_Your goal_: Every entry below should be repeated exactly; the pictures should not.

_Source material_:
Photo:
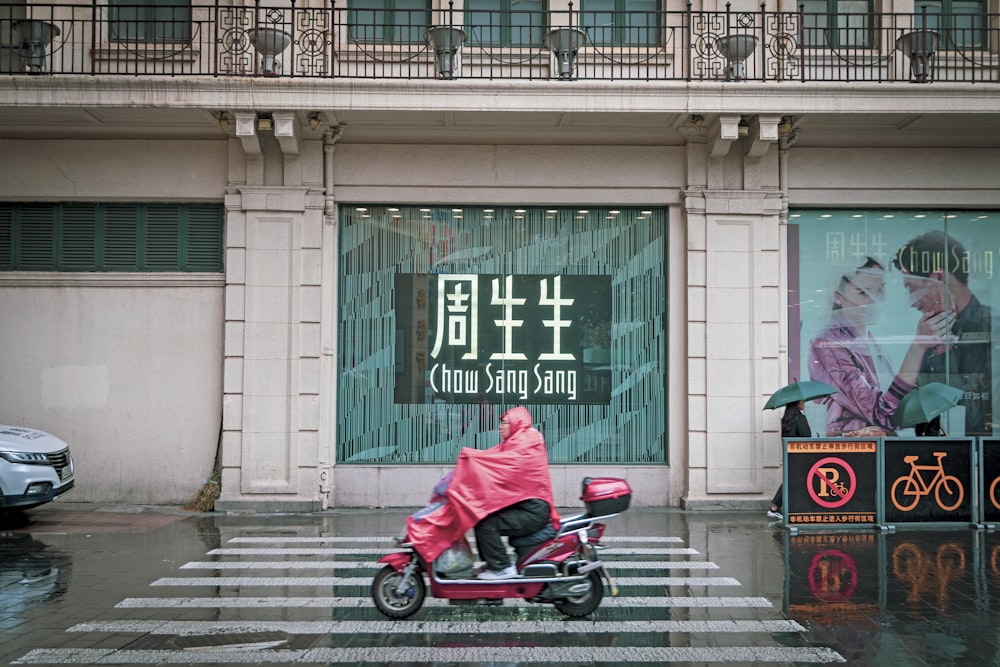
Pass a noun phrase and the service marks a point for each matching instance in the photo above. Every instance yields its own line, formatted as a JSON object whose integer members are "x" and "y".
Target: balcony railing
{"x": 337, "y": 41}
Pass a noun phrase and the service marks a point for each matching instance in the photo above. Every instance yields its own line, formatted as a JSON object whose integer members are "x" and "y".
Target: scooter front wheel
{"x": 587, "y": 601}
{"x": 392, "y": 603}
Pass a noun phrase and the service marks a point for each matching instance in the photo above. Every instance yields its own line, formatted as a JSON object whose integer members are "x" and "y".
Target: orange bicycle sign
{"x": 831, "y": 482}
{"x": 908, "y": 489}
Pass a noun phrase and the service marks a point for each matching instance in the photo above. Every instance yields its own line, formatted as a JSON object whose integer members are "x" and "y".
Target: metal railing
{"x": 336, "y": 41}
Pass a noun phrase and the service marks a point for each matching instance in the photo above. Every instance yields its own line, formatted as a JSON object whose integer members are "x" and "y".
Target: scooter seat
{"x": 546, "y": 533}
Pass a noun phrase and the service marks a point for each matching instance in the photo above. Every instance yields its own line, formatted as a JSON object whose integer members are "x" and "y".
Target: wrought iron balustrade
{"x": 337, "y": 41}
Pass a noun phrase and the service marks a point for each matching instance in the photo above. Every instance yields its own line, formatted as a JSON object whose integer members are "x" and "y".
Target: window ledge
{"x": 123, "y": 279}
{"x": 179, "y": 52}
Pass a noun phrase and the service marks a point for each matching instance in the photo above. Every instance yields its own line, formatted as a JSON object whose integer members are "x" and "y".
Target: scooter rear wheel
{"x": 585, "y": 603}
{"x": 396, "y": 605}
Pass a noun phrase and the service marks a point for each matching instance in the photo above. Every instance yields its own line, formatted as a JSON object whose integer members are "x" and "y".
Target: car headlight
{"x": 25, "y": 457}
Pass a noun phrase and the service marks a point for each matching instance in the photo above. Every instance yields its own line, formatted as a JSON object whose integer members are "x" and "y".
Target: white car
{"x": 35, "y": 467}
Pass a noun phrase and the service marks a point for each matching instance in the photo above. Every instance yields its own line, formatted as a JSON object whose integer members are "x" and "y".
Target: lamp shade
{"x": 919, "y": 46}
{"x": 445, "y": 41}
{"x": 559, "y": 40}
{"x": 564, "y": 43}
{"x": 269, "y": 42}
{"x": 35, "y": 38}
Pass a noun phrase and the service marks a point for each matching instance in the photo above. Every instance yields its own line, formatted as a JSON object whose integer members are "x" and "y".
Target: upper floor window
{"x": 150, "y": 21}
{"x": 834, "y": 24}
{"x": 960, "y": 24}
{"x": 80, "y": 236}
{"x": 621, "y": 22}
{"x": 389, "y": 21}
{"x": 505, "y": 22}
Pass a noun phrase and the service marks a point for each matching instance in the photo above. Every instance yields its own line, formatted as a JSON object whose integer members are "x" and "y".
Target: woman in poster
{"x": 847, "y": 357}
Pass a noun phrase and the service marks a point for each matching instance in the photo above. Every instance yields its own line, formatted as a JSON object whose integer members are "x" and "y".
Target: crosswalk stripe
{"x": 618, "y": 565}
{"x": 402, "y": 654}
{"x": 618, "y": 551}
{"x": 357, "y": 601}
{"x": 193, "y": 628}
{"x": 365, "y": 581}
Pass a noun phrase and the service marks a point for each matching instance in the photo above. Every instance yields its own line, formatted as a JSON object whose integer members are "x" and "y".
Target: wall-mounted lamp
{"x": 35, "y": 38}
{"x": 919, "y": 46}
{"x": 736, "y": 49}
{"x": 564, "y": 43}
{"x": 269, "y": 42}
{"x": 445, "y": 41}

_Written response_:
Photo:
Pass a noun phrase and the service marks a point for each matching instance in the photo above. Every instance yields its own line, formatted as a JSON object whose integer members are "x" and "y".
Target: balcony railing
{"x": 337, "y": 41}
Pass a noun phrase and the service marks a point for each matching instance in the photo above. Every instance yields its own line, formatted as a JSON object whose integer members are "x" and "y".
Target: scooter front wheel
{"x": 587, "y": 601}
{"x": 392, "y": 603}
Pass a noun phrase and the service marks a point for each matching instance in the photo above. Every instance yields its own line, formatted as a JSON object whose integer members are "x" and "y".
Target: orange bicycle sign
{"x": 831, "y": 482}
{"x": 908, "y": 489}
Pass a noun phrase and the service marks a point for each matching instance in the photo above. Every instance yields its own line, formatted as a JSON object whose integer members are "x" and "y".
Target: metal railing
{"x": 336, "y": 41}
Pass a noun phrase and the service marks a point for each matching instance in the photo above. Every instance yields its own line, formatted as a JSON object whose integer members are "x" and "y".
Target: scooter seat
{"x": 546, "y": 533}
Pass a noun phrase and the service marks a point for each matching instance in the photo above. Every instance yields its own line, formatted as a JSON object whose integer members are "x" and "y".
Target: wrought iron balustrade
{"x": 337, "y": 41}
Pass a noun phrase and the service marks a point for each matching instance in the photo above. Every instance yields its own line, formatted as a JSON object whose integer members are "x" and "y".
Target: window ledge
{"x": 123, "y": 279}
{"x": 179, "y": 52}
Pass a noun phrase and the service marks a point for each matching instance in the photo above. Every instance yields its own line, formatted as a JSON object whose integer members are "x" and "y".
Target: scooter rear wheel
{"x": 585, "y": 603}
{"x": 396, "y": 605}
Pass a noun phrase and the service marks a point for each matching instance in the photo above. Every instance yields its own line, formatted as a JSON object whose integer members are "x" and "y".
Target: car headlight
{"x": 25, "y": 457}
Pass a noun phrase and the service marks a point for each matching instance in the photo above. Every instance yields its own line, formatted as a JSON object whose integer members are "x" and "y".
Target: white car
{"x": 35, "y": 467}
Pass a noun phrase and the service marks a point for each matching instance in the photo above. Every instance yields its own line, formatted as a JSON object whose integer members are "x" and "y".
Target: lamp shade
{"x": 919, "y": 46}
{"x": 445, "y": 41}
{"x": 559, "y": 40}
{"x": 564, "y": 43}
{"x": 269, "y": 42}
{"x": 35, "y": 38}
Pass a noun phrase and the service marks a point for each matching instance in the photo above. Every instance yields its own line, formatted as a JSON object whose integer members are "x" and "y".
Target: upper floor window
{"x": 150, "y": 21}
{"x": 834, "y": 24}
{"x": 960, "y": 24}
{"x": 80, "y": 236}
{"x": 621, "y": 22}
{"x": 389, "y": 21}
{"x": 505, "y": 22}
Pass a noun phrase and the service marks a point for each matching instance in the photo above. Every instance yields its own line, formatted as a JSON object whose integer members are "x" and "y".
Target: woman in poster
{"x": 847, "y": 357}
Pass a noun phrase and the service marks a point for each matching instance in the photo above. Every instance yields its own line, formatted as a JSON object whose integer members are "x" and "y".
Target: crosswalk stripe
{"x": 618, "y": 565}
{"x": 402, "y": 654}
{"x": 618, "y": 551}
{"x": 357, "y": 601}
{"x": 193, "y": 628}
{"x": 365, "y": 581}
Pass a noun phrase and the service marks a point for each matching instance in the photo above. Every instance yields its own line, formatted as a JSON object whose integer members are "x" and "y".
Target: wall-mounted lamp
{"x": 35, "y": 38}
{"x": 919, "y": 46}
{"x": 736, "y": 49}
{"x": 564, "y": 43}
{"x": 269, "y": 42}
{"x": 445, "y": 41}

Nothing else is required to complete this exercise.